* Texte cité:
----------
Il n’y a guère que l’épatant Michael Lonsdale pour se tirer d’affaire et susciter les rares moments d’intérêt que ses acolytes, sans doute coincés par l’atmosphère ambiante, n’arrivent pas à générer. On sort fourbu de ces 2h21 épuisantes filmées égoïstement par un réalisateur surtout désireux de se parler à lui-même sans fournir le moindre mode d’emploi aux malheureux spectateurs.


HALLOWEEN ♦♦
Réalisation. ROB ZOMBIE
USA – 2007 – 106 min.
Horreur

UN ZOMBIE POUR HALLOWEEN

L’interminable série des Halloween avait depuis longtemps tellement viré au grotesque qu’un coup de couteau… euh, de balai bien salutaire était réclamé avec impatience pour dépoussiérer enfin les "exploits" de l’homme au masque.
C’est dire si Rob Zombie était attendu au tournant par nos plumes à l’affût de la moindre erreur de sa part pour l’assassiner littérairement. C’était se montrer là bien présomptueux! Car le réalisateur a réussi à se démarquer de tous les autres épisodes en décidant de repartir de zéro.
C’est donc un mélange assez réussi de préquelle et de remake qui redonne une santé à ce cher vieux Michael Myers. La première moitié du film s’attache en effet à décortiquer la triste enfance du monstre pour expliquer les événements l’ayant fait devenir expert en coutellerie. Une partie qui ne manque pas d’originalité, puisqu’elle désacralise le gaillard en lui donnant un visage –le jeune Daeg Faerch, vraiment flippant- et lui fait rencontrer le personnage du Docteur Loomis.
La seconde partie poursuit le jeu de massacre là où Carpenter l’avait commencé en 1978. Dès lors plus conventionnel puisque calqué assez fidèlement sur son modèle, le Halloween 2007 n’en conserve pas moins quelques scènes intéressantes filmées avec un sens assez aiguisé (forcément) de la mise en scène. Et maintenant que ce Zombie de Rob est devenu une fine lame, il ne serait pas surprenant que Michael Myers s’offre une 2e jeunesse!


BIENVENUE CHEZ LES ROBINSON ♦♦
(Meet the Robinsons)
Réalisation. STEPHEN J. ANDERSON
USA – 2007 – 102 min.
Dessin animé

LES ROBINSON DU FUTUR

A l’idée de voir Pixar et les studios Disney travailler ensemble, la curiosité se mêlait à une certaine crainte: la montagne n’allait-elle pas accoucher d’une souris? Ou ces 2 styles bien spécifiques ne se heurteraient-ils pas au moment de créer un nouveau dessin animé?
On peut être globalement rassuré: Bienvenue chez les Robinson ne manque pas de fantaisie et d’inventivité et le mélange des talents donne naissance à un travail assez particulier et une griffe bien spécifique.
Ce qui n’empêche pas le film de tâtonner un peu à la recherche de ses repères. Clairement destiné aux seuls mômes dans le premier tiers, il élargit ensuite son audience pour inclure un récit de science-fiction qui joue à fond –et assez habilement- sur le paradoxe temporel et son lot de surprises.
Les décors et les couleurs, quant à eux, sont autant de références aux oeuvres futuristes des années 50-60 qui imaginaient un avenir proche assez naïf entièrement géré par la technologie. Pour autant, l’animation se démarque de la quasi-perfection Pixarienne en se rapprochant davantage du dessin animé classique.
----------
* Entrées de l'exercice:
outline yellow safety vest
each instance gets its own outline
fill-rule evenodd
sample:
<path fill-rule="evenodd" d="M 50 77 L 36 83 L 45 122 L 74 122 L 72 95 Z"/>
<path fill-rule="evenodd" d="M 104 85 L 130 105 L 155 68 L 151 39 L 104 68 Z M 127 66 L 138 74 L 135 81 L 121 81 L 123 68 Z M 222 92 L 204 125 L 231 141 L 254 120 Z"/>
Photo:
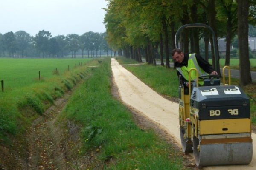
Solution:
<path fill-rule="evenodd" d="M 183 66 L 181 67 L 177 67 L 176 69 L 181 74 L 182 76 L 186 80 L 189 81 L 189 71 L 192 68 L 196 68 L 198 72 L 198 76 L 209 74 L 206 73 L 202 68 L 199 67 L 195 58 L 195 54 L 190 54 L 189 55 L 187 67 Z M 192 81 L 196 81 L 196 73 L 192 71 L 190 73 L 190 79 Z M 198 80 L 198 84 L 201 85 L 204 85 L 204 80 L 202 79 Z"/>

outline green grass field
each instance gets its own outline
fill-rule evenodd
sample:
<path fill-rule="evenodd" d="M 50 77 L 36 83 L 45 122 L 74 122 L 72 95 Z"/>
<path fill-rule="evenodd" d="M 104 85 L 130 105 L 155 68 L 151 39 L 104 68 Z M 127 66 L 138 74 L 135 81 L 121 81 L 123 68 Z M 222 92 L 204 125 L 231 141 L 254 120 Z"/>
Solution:
<path fill-rule="evenodd" d="M 91 59 L 10 59 L 0 58 L 0 80 L 3 80 L 5 89 L 22 87 L 41 79 L 62 75 L 68 70 L 85 64 Z"/>
<path fill-rule="evenodd" d="M 8 133 L 25 130 L 38 114 L 89 74 L 87 66 L 98 63 L 90 60 L 0 59 L 0 79 L 4 82 L 4 91 L 0 91 L 0 142 L 8 139 Z"/>

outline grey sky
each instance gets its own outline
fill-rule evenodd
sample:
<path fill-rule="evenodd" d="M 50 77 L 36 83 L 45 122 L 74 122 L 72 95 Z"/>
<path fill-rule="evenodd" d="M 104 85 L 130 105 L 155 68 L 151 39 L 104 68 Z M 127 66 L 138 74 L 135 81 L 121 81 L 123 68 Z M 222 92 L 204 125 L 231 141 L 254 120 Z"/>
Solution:
<path fill-rule="evenodd" d="M 106 31 L 105 0 L 0 0 L 0 33 L 40 30 L 52 36 Z"/>

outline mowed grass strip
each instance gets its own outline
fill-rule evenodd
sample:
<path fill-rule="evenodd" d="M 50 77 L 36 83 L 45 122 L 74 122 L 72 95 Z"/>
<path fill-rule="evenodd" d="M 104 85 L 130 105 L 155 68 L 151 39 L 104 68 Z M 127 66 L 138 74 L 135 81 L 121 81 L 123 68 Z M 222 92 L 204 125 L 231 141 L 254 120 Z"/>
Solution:
<path fill-rule="evenodd" d="M 118 57 L 118 61 L 122 64 L 125 64 L 127 60 L 131 60 L 122 57 Z M 252 62 L 251 65 L 256 66 L 256 59 L 250 59 L 250 60 Z M 221 60 L 221 61 L 222 62 L 224 62 L 224 60 Z M 238 65 L 238 59 L 230 60 L 230 67 Z M 127 63 L 131 62 L 128 61 Z M 160 65 L 154 66 L 147 64 L 139 65 L 125 65 L 124 67 L 160 94 L 168 98 L 178 98 L 178 78 L 176 70 L 173 68 L 166 69 L 165 67 Z M 222 80 L 221 78 L 221 81 L 222 82 Z M 226 82 L 228 82 L 227 77 Z M 231 84 L 239 85 L 239 79 L 232 79 Z M 241 88 L 247 94 L 250 99 L 252 122 L 256 125 L 256 82 L 253 82 L 245 87 L 241 87 Z"/>
<path fill-rule="evenodd" d="M 106 170 L 186 169 L 180 152 L 152 130 L 140 129 L 128 109 L 111 96 L 110 62 L 108 59 L 95 68 L 61 113 L 61 121 L 79 125 L 82 153 L 95 155 L 97 163 L 87 169 L 97 164 Z"/>
<path fill-rule="evenodd" d="M 55 99 L 89 76 L 91 68 L 87 65 L 98 64 L 94 61 L 86 66 L 75 67 L 78 60 L 72 59 L 0 59 L 0 79 L 4 77 L 5 82 L 4 92 L 0 91 L 0 142 L 5 143 L 9 142 L 9 137 L 22 135 L 35 118 L 54 104 Z M 73 65 L 69 71 L 68 64 Z M 61 71 L 52 73 L 57 65 Z M 40 80 L 35 78 L 35 72 L 38 68 L 45 74 Z M 9 86 L 11 88 L 6 88 Z"/>

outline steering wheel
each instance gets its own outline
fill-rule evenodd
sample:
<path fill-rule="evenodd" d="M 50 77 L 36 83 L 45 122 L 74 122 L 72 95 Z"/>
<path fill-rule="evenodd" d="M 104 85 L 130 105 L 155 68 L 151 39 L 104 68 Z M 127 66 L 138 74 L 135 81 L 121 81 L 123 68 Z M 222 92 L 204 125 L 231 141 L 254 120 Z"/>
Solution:
<path fill-rule="evenodd" d="M 214 78 L 219 79 L 219 75 L 218 74 L 205 75 L 204 76 L 199 76 L 198 77 L 198 79 L 209 79 L 210 80 L 212 80 Z"/>

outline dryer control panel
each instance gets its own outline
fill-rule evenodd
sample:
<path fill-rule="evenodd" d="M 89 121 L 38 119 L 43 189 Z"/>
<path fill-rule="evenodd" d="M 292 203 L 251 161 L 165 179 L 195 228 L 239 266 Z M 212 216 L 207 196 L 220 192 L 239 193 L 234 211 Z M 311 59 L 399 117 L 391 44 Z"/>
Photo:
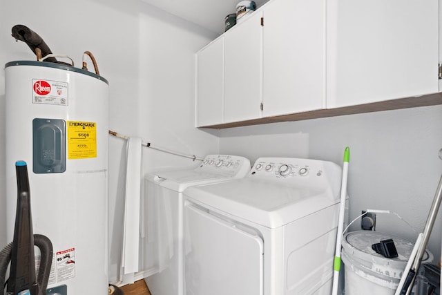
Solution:
<path fill-rule="evenodd" d="M 294 158 L 260 158 L 249 173 L 249 177 L 265 181 L 327 187 L 340 183 L 341 167 L 332 162 Z"/>

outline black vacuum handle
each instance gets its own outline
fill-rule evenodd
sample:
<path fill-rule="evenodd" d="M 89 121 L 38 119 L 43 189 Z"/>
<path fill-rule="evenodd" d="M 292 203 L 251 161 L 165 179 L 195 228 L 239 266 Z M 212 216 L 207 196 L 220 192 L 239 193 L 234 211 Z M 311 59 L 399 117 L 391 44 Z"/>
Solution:
<path fill-rule="evenodd" d="M 7 292 L 17 294 L 28 289 L 31 295 L 38 295 L 39 287 L 35 278 L 30 192 L 26 162 L 16 162 L 15 171 L 17 202 Z"/>

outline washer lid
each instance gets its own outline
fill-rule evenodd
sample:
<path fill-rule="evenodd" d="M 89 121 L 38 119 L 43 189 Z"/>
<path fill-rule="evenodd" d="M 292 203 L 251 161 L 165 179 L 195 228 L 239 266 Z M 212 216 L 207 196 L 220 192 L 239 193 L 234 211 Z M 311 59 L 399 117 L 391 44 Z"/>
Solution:
<path fill-rule="evenodd" d="M 192 187 L 184 193 L 200 204 L 271 229 L 339 202 L 329 189 L 251 178 Z"/>
<path fill-rule="evenodd" d="M 227 181 L 231 178 L 195 170 L 182 170 L 147 174 L 146 179 L 154 184 L 182 193 L 192 185 Z"/>

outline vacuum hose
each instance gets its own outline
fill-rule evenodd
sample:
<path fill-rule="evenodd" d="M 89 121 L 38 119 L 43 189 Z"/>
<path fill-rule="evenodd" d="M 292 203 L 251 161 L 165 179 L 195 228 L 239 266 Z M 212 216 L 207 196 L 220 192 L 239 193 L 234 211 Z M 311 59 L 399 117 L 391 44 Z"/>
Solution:
<path fill-rule="evenodd" d="M 39 247 L 41 254 L 40 268 L 37 276 L 37 282 L 39 284 L 39 294 L 46 294 L 48 289 L 48 281 L 50 274 L 50 265 L 52 260 L 52 243 L 46 236 L 35 234 L 34 245 Z M 10 242 L 0 252 L 0 294 L 4 289 L 8 271 L 8 265 L 11 260 L 11 253 L 13 243 Z"/>
<path fill-rule="evenodd" d="M 49 46 L 46 45 L 43 39 L 35 32 L 23 25 L 15 25 L 12 27 L 12 37 L 16 40 L 20 40 L 25 42 L 32 53 L 36 55 L 41 55 L 42 57 L 52 54 L 52 51 L 49 49 Z M 41 53 L 39 53 L 41 51 Z M 46 61 L 60 64 L 61 62 L 57 60 L 55 57 L 48 57 Z M 64 63 L 61 63 L 64 64 Z"/>
<path fill-rule="evenodd" d="M 17 204 L 14 240 L 0 252 L 0 294 L 3 294 L 6 270 L 10 261 L 7 295 L 28 290 L 30 295 L 46 295 L 52 260 L 52 245 L 44 236 L 32 234 L 28 168 L 24 161 L 15 163 Z M 41 261 L 35 276 L 34 246 L 40 249 Z"/>
<path fill-rule="evenodd" d="M 5 278 L 6 276 L 6 271 L 8 265 L 11 260 L 11 250 L 12 249 L 12 243 L 10 242 L 0 252 L 0 294 L 3 294 L 5 289 Z"/>

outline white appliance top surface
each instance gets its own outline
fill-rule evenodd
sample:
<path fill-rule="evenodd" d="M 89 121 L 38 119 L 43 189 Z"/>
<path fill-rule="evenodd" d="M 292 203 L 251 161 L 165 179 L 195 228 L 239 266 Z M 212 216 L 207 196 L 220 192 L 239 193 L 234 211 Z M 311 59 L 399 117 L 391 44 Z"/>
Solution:
<path fill-rule="evenodd" d="M 182 192 L 191 185 L 243 178 L 249 171 L 250 161 L 244 157 L 209 155 L 196 168 L 155 172 L 146 178 L 151 182 Z"/>
<path fill-rule="evenodd" d="M 273 168 L 266 170 L 269 164 Z M 285 176 L 280 175 L 283 165 L 291 166 Z M 277 228 L 338 203 L 340 174 L 340 167 L 331 162 L 260 158 L 242 179 L 189 187 L 184 195 L 203 206 Z"/>

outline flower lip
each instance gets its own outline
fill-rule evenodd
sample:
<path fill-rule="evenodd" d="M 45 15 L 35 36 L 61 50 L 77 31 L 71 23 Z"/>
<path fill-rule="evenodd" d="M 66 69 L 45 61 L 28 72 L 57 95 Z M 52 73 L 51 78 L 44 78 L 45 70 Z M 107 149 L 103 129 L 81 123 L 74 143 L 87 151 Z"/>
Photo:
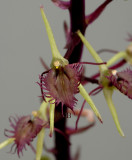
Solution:
<path fill-rule="evenodd" d="M 52 98 L 56 104 L 65 104 L 71 109 L 76 104 L 74 97 L 79 92 L 80 76 L 83 66 L 81 64 L 68 64 L 64 67 L 61 61 L 54 61 L 55 68 L 45 76 L 40 76 L 39 85 L 43 89 L 45 97 Z"/>
<path fill-rule="evenodd" d="M 15 147 L 12 153 L 17 151 L 18 157 L 20 157 L 20 153 L 23 155 L 23 149 L 26 150 L 26 144 L 32 148 L 31 142 L 44 127 L 45 122 L 38 117 L 32 119 L 30 115 L 22 117 L 17 116 L 16 118 L 10 117 L 9 122 L 13 130 L 5 129 L 5 136 L 8 138 L 15 138 L 10 152 L 12 152 Z"/>

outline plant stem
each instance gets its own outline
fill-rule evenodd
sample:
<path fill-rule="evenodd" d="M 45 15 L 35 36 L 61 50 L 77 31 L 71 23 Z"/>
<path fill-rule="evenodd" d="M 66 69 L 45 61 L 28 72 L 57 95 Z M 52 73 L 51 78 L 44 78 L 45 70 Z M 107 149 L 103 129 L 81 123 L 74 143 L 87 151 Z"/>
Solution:
<path fill-rule="evenodd" d="M 71 0 L 70 12 L 70 23 L 71 33 L 75 33 L 78 29 L 84 34 L 86 29 L 85 24 L 85 0 Z M 72 54 L 67 58 L 69 63 L 76 63 L 81 60 L 83 44 L 80 41 L 78 45 L 72 51 Z M 56 112 L 62 113 L 61 105 L 55 107 Z M 63 106 L 63 113 L 66 115 L 67 106 Z M 55 128 L 58 128 L 62 132 L 66 131 L 66 117 L 58 120 L 55 123 Z M 68 137 L 70 138 L 70 137 Z M 55 132 L 55 149 L 57 151 L 55 157 L 56 160 L 71 160 L 70 146 L 64 136 Z"/>

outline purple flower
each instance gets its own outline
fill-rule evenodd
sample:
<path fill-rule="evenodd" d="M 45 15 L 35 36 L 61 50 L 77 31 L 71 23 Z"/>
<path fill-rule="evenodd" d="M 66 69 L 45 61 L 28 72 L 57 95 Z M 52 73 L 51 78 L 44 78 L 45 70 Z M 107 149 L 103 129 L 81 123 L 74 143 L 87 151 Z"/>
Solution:
<path fill-rule="evenodd" d="M 17 151 L 20 157 L 20 153 L 23 154 L 23 149 L 26 150 L 26 144 L 34 150 L 31 142 L 44 126 L 44 121 L 38 117 L 32 119 L 30 115 L 22 117 L 17 116 L 16 118 L 10 117 L 9 121 L 13 130 L 5 129 L 5 136 L 8 138 L 15 138 L 10 152 L 12 152 L 12 149 L 15 147 L 13 153 Z"/>
<path fill-rule="evenodd" d="M 132 99 L 132 70 L 126 69 L 107 76 L 110 82 L 123 94 Z"/>
<path fill-rule="evenodd" d="M 56 63 L 60 62 L 57 60 Z M 39 77 L 38 84 L 42 89 L 42 97 L 51 98 L 57 105 L 65 104 L 73 110 L 77 102 L 74 95 L 79 92 L 78 86 L 83 67 L 79 63 L 57 66 L 59 67 L 52 68 L 44 76 L 42 74 Z"/>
----------
* À faire:
1. Selon le texte cité, quel jeune acteur prête son visage au monstre dans le Halloween de Rob Zombie ?
2. Reproduisez sous forme de tableau Markdown le passage des entrées qui va de la ligne contenant « outline purple flower » jusqu'à la fin des entrées, ces deux bornes incluses, sans les lignes vides. Une colonne « Numéro » indique le rang de chaque ligne et une colonne « Ligne d'entrée » en donne le texte.
Le texte cité et les entrées n'ont aucun lien entre eux.

* Corrigé:
1. Daeg Faerch.

2.
| Numéro | Ligne d'entrée |
|---|---|
| 1 | outline purple flower |
| 2 | each instance gets its own outline |
| 3 | fill-rule evenodd |
| 4 | sample: |
| 5 | <path fill-rule="evenodd" d="M 45 15 L 35 36 L 61 50 L 77 31 L 71 23 Z"/> |
| 6 | <path fill-rule="evenodd" d="M 66 69 L 45 61 L 28 72 L 57 95 Z M 52 73 L 51 78 L 44 78 L 45 70 Z M 107 149 L 103 129 L 81 123 L 74 143 L 87 151 Z"/> |
| 7 | Solution: |
| 8 | <path fill-rule="evenodd" d="M 17 151 L 20 157 L 20 153 L 23 154 L 23 149 L 26 150 L 26 144 L 34 150 L 31 142 L 44 126 L 44 121 L 38 117 L 32 119 L 30 115 L 22 117 L 17 116 L 16 118 L 10 117 L 9 121 L 13 130 L 5 129 L 5 136 L 8 138 L 15 138 L 10 152 L 12 152 L 12 149 L 15 147 L 13 153 Z"/> |
| 9 | <path fill-rule="evenodd" d="M 132 99 L 132 70 L 126 69 L 107 76 L 110 82 L 123 94 Z"/> |
| 10 | <path fill-rule="evenodd" d="M 56 63 L 60 62 L 57 60 Z M 39 77 L 38 84 L 42 89 L 42 97 L 51 98 L 57 105 L 65 104 L 73 110 L 77 102 L 74 95 L 79 92 L 78 86 L 83 67 L 79 63 L 57 66 L 59 67 L 52 68 L 44 76 L 42 74 Z"/> |